Given information:
#####

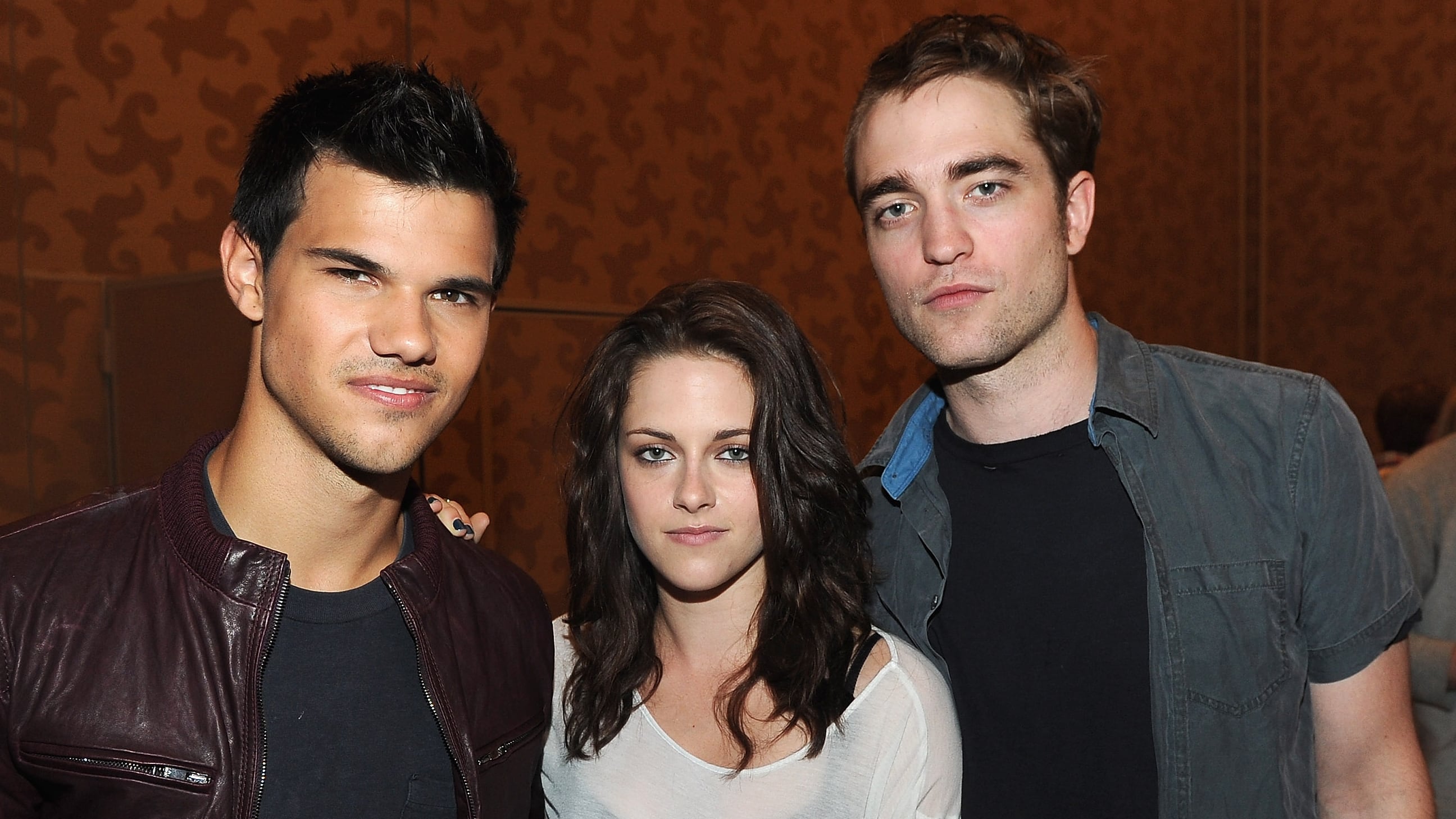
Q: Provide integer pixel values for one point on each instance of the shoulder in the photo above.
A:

#####

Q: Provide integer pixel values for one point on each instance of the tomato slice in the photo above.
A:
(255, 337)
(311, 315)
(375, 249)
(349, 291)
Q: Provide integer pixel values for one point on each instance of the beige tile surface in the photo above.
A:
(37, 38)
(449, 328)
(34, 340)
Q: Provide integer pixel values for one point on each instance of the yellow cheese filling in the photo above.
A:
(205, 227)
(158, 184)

#####

Exercise:
Say how many lines of the data hold the string "photo". Reply with the number alone.

Exercise output:
4